(YOUR INSTRUCTIONS) Extend the piece on the CMS proposed rule for reviewing past performance of Medicare Advantage and Part D organizations, picking up after its final sentence.

(EXTRACT)
Today I want to focus on another aspect of the Centers for Medicare & Medicaid Services (CMS) proposed rule 4190-P, which deals with the review of past performance. This is covered in Title 42 of the Code of Federal Regulations, in Section 422.502 for Medicare Advantage (MA) and 423.503 for Part D.
In 2005, CMS established that they may deny an application submitted by an organization seeking an MA or Part D contract if the organization had failed to comply with the requirements of a previous MA or Part D contract – meaning, their past performance could influence the decision of CMS to approve a submission, including new applications and expansion requests. About nine years ago, CMS established a rule to place a limit on the time period CMS would review, which ended up being a 14-month window.
2011 was quite a busy year for the agency (when is it not busy!); they released some plans from intermediate sanctions, they provided detailed trainings and clarification on marketing guidelines and expectations, and as a boon for enrollees and well-performing organizations, it was the first year a beneficiary could use a special election to join a 5-star plan. How far we have come!
More recently, CMS reduced the look-back period for past performance to 12 months. The most recent review methodology published on January 25, 2019 for the 2020 application cycle consists of 11 performance categories: compliance letters; star ratings; multiple ad-hoc corrective action plans (CAPs); ad hoc CAPs with beneficiary impact; failure to maintain a fiscally sound operation; one-third financial audits; program audits; exclusions; enforcement actions, terminations and non-renewals, and documented significant compliance issues awaiting formal CMS clearance.
In the proposed rule, CMS suggests adopting three categories: imposition of Civil Money Penalties (CMPs); low star ratings scores, and the failure to maintain a fiscally sound operation. If finalized, they propose to add these three items to their already codified authority. (They state they “decline to consider” an application from an organization still covered by the 2-year prohibition period they agreed to as part of a mutual termination agreement entered into CMS, though the 2021 MA application still includes a waiver request an applicant may complete.)

(DATA EXTRACTS)
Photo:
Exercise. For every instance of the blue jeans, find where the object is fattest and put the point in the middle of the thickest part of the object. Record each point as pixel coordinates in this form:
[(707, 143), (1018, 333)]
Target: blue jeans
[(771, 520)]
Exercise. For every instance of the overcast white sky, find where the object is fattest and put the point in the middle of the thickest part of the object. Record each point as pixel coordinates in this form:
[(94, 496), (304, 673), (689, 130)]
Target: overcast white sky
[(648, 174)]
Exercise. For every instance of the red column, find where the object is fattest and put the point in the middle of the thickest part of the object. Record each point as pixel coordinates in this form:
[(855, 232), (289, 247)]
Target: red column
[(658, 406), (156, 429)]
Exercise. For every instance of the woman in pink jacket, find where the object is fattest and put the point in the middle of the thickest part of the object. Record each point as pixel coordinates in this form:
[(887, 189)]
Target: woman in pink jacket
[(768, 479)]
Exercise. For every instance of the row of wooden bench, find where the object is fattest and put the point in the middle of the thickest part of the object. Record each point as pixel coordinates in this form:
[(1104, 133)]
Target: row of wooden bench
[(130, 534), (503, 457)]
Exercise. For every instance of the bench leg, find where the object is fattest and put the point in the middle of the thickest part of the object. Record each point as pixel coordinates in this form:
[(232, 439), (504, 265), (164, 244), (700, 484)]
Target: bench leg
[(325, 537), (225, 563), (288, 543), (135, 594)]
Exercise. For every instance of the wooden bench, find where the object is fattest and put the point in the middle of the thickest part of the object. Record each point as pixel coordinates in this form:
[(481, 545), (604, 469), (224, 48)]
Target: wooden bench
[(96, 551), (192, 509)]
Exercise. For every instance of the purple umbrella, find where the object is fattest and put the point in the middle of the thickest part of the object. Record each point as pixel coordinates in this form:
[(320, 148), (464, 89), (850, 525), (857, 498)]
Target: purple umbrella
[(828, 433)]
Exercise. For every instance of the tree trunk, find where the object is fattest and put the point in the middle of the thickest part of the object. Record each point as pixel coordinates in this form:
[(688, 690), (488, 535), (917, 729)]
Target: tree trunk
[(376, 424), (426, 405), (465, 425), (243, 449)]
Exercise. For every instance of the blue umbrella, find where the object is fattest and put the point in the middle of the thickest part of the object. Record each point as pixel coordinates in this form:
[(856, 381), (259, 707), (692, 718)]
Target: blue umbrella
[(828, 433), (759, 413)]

(TASK RESULT)
What would this finalized provision mean for a beneficiary? Medicare beneficiaries should arguably not feel the impact of this change should it be finalized as written. CMS may be narrowing down the categories but the spirit of the past performance review remains the same. As a former colleague once told me about plan expansions, “if you don’t treat your current members right, you do not deserve to grow.” The agency has talked about the importance of beneficiary choice in conferences, and this change, in theory, should only eliminate the possibility of a beneficiary choosing a plan that still needs to get its house in order.
What would this finalized provision mean for a plan? New applicants and existing contract-holders take note: application reviewers are looking at corporate structure and ownership. They ask if any covered person (defined in regulations) served as a covered person for an entity that non-renewed or terminated within the past 2 years. They request organizational charts of the legal entity’s parent organization, affiliates, subsidiaries, and related entities. This is not anticipated to change, and past performance will be applied to applicants that have ties to plans with performance issues.
If finalized with no modifications, I still expect sub-regulatory guidance to be published to provide the industry clarification on whose past performance may be evaluated as part of the application review. Current guidance makes it clear the agency is not intending to be punitive in this process, allowing legal entities with good performance to continue to expand even if the parent organization holds another poor performing contract.